### The request
Update the material below so that every "thickest part" reads "widest part", leaving everything else unchanged.
#####
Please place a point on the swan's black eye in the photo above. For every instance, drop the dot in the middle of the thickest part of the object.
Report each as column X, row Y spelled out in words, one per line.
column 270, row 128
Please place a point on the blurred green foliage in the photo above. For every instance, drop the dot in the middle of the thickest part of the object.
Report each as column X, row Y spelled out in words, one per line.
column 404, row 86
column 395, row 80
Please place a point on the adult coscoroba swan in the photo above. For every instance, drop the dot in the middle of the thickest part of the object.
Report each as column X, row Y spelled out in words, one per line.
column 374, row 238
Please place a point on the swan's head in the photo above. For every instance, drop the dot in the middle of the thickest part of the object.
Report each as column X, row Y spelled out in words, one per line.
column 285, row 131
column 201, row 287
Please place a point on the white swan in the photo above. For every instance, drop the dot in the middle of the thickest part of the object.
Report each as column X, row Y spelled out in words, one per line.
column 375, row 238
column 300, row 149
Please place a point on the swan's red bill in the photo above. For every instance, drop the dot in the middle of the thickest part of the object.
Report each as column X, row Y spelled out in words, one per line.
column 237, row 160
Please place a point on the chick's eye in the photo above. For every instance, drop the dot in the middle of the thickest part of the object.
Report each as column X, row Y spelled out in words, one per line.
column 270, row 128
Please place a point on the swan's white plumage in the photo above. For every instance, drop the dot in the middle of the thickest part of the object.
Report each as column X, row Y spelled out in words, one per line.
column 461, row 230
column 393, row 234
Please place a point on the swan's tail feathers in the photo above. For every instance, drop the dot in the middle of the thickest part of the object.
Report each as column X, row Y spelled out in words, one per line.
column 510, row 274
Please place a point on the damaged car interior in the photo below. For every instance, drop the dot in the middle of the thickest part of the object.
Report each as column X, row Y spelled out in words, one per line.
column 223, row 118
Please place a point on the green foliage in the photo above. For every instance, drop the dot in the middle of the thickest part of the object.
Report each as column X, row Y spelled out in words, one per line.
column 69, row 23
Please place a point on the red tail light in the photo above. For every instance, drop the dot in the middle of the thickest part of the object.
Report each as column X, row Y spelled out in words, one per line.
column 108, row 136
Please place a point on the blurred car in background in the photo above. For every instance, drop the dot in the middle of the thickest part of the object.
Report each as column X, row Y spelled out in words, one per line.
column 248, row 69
#####
### Exercise result
Please place a point on the swan's black eye in the photo above. For every instance, drop the dot in the middle of the widest part of the object.
Report each as column X, row Y spelled out in words, one per line.
column 270, row 128
Please place a point on the blurred green foliage in the photo above. For every instance, drop the dot in the middle of the widest part of the object.
Report each as column X, row Y spelled out in words, one per line.
column 404, row 86
column 395, row 80
Please place a point on the adult coscoroba swan in the photo above. For every instance, drop the dot in the middle of the widest part of the object.
Report each as column X, row Y spelled out in words, one per line.
column 374, row 238
Please place a point on the swan's head in the photo above. For every instance, drop the dot in the middle of the widest part of the object.
Report each as column X, row Y spelled out in words, one per line.
column 285, row 131
column 201, row 287
Please place a point on the white swan in the photo above. For every instance, drop the dot in the middle of the widest part of the object.
Report each as column X, row Y spelled out in words, one per line.
column 375, row 238
column 300, row 149
Please place a point on the swan's red bill in the photo above. For every instance, drop the dot in the middle of the widest part of the object.
Report each as column X, row Y spelled out in words, one per line.
column 237, row 160
Please place a point on the chick's eye in the photo above. For every instance, drop the dot in the middle of the widest part of the object.
Report each as column X, row Y spelled out in words, one per line.
column 270, row 128
Please place a point on the swan's white plumage in the photo above. For every instance, drop the dot in the middle of the widest part of the object.
Report each as column X, row Y spelled out in words, one per line.
column 461, row 230
column 393, row 234
Please place a point on the swan's tail feathers in the photo above. For every instance, drop the dot in the middle of the widest part of the object.
Report each as column X, row Y spelled out in words, one per line.
column 510, row 274
Please place a point on the damaged car interior in the photo below. For every instance, drop the dot in the middle of the widest part of the object.
Report each as column X, row Y spelled out in words, one per line.
column 223, row 118
Please place a point on the green foliage in the photo above. For every instance, drop the dot in the middle of the widest part of the object.
Report each as column X, row Y spelled out in words, one per line.
column 69, row 23
Please place a point on the red tail light in the photo above. For every instance, drop the dot in the middle of the widest part of the object.
Report each as column X, row Y spelled out in words, one per line.
column 108, row 136
Please place a point on the blurred car in background in the photo above. For every instance, drop the dot in the middle of the widest part of the object.
Report each as column X, row Y spelled out in words, one per line.
column 248, row 69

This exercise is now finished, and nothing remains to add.